The Public Shares, the Pre-Funded Warrants and the Pre-Funded Warrant Shares (but not the Warrants, the Warrant Shares, the Placement Agent Warrants or the Placement Agent Warrant Shares) were offered and sold by the Company pursuant to an effective registration statement on Form S-3 (File No. 333-251779), as well as a prospectus supplement in connection the Offering to be filed with the SEC.

 

 

 

 

The foregoing description of the material terms of the Common Stock Warrant, the Placement Agent Warrant, the Pre-Funded Warrant, the Placement Agency Agreement and the Purchase Agreement does not purport to be complete and is qualified in its entirety by reference to the full text of the Form of Common Stock Warrant, Form of Placement Agent Warrant, Form of Pre-Funded Warrant, Form of Placement Agency Agreement and Form of Purchase Agreement, copies of which are filed as Exhibits 4.1, 4.2, 4.3, 10.1 and 10.2, respectively, to this Current Report on Form 8-K and incorporated herein by reference.

 

The legal opinions and consent of Ellenoff Grossman & Schole LLP relating to the Pre-Funded Warrants and certain tax matters are filed as Exhibits 5.2, 8.1 and 23.2, respectively, to this Current Report on Form 8-K and are incorporated herein by reference. The legal opinion and consent of Venable LLP relating to the Public Shares, the Pre-Funded Warrants and the Pre-Funded Warrant Shares are filed as Exhibits 5.1 and 23.1, respectively, to this Current Report on Form 8-K and are incorporated herein by reference.

 

Item 3.02 Unregistered Sales of Equity Securities.
* * * *
WRITTEN INSTRUCTION: Reproduce the filing excerpt starting at "The foregoing description" and ending at "and incorporated herein by reference.", swapping "Purchase Agreement" for "Securities Purchase Agreement" each time it occurs.
* * * *
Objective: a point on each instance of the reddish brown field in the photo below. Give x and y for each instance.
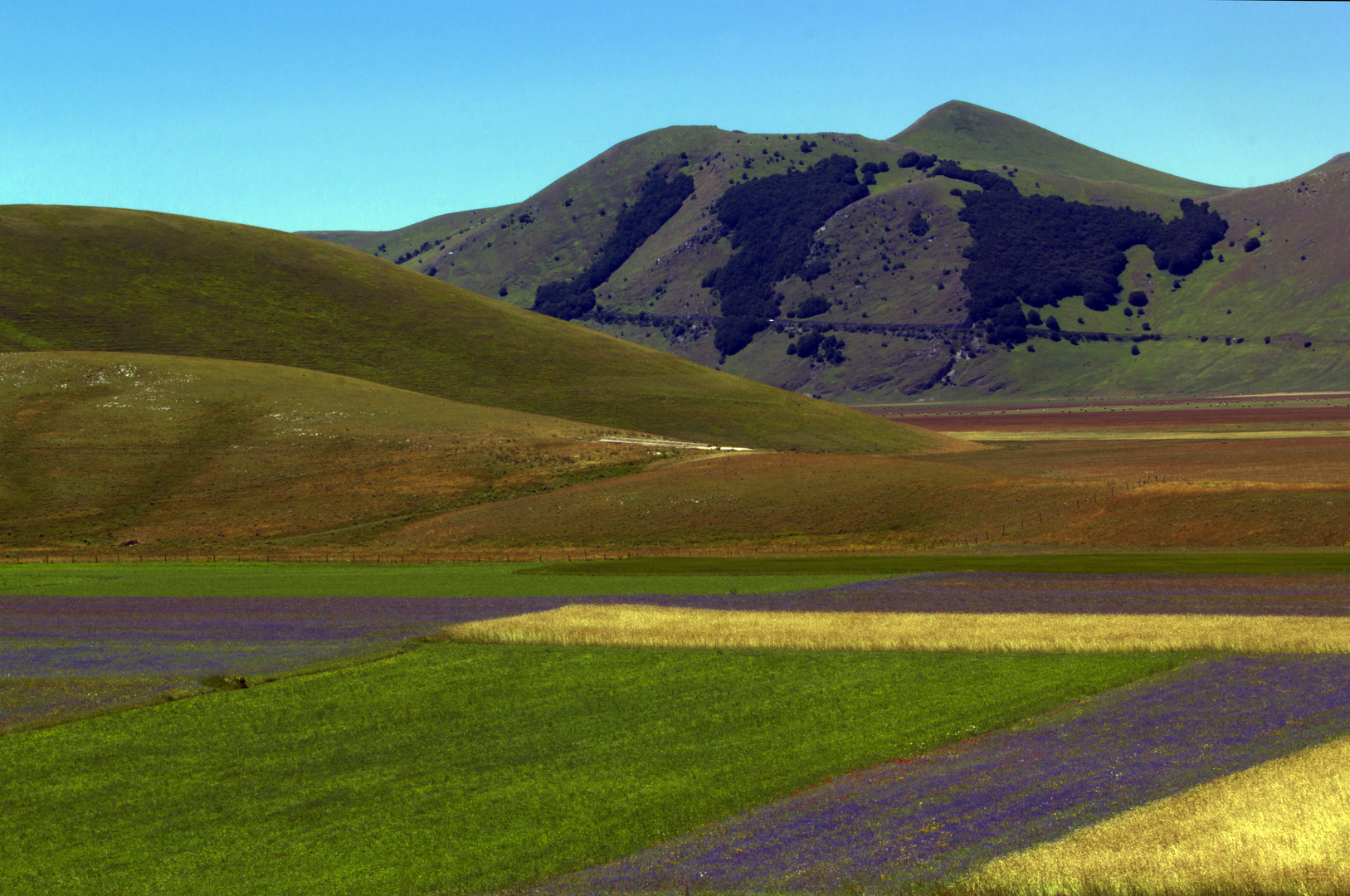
(1274, 411)
(794, 502)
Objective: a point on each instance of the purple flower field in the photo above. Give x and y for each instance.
(925, 822)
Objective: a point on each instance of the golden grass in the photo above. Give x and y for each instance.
(650, 626)
(1283, 826)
* * * *
CORRECT ANSWER:
The foregoing description of the material terms of the Common Stock Warrant, the Placement Agent Warrant, the Pre-Funded Warrant, the Placement Agency Agreement and the Securities Purchase Agreement does not purport to be complete and is qualified in its entirety by reference to the full text of the Form of Common Stock Warrant, Form of Placement Agent Warrant, Form of Pre-Funded Warrant, Form of Placement Agency Agreement and Form of Securities Purchase Agreement, copies of which are filed as Exhibits 4.1, 4.2, 4.3, 10.1 and 10.2, respectively, to this Current Report on Form 8-K and incorporated herein by reference.